◆ **Passage to read**
======

MY first lathe was a microlathe 140X180 which i sold after 7 days because it was too small. MY second one is a mini lathe 180X300 from Optimum which came with so many manufacturing defects that it is a total shame.

Now im trying to sell the mini and buy something in range of 300X1000


----------



## Herbiev

A very neat and tidy workshop. I am envious


----------



## JLeatherman

I had a very nice South Bend Heavy 10, a late model from the 1980's with the extra wide-range gearbox, flame-hardened ways, and camlock spindle.  Recently, however, I sold it and decided to start "cheating" by buying a CNC lathe.  Here's my 14"x40" South Bend CNC:






South Bend never made a CNC, but this was an aftermarket conversion.  Basically they sold you a new Fourteen with no gearbox or apron and this place did the rest.  It's got servo-motors and ball-screws.  I don't know what controls it used to run, but the previous owner refitted it with a PMDx board and Gecko drivers and now it runs Mach3.  Just starting to get the hang of it.

======

◆ **Raw data**
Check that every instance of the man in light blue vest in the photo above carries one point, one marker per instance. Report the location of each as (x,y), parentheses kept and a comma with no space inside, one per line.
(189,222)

======

◆ **Exercise tasks**
1. List every lathe size in the lathe thread that is written as two numbers joined by an "X" or "x".
2. From the lathe thread, return the part starting with "South Bend never" and going on through "hang of it.".

◆ **Full solutions**
1.
140X180
180X300
300X1000
14"x40"

2.
South Bend never made a CNC, but this was an aftermarket conversion.  Basically they sold you a new Fourteen with no gearbox or apron and this place did the rest.  It's got servo-motors and ball-screws.  I don't know what controls it used to run, but the previous owner refitted it with a PMDx board and Gecko drivers and now it runs Mach3.  Just starting to get the hang of it.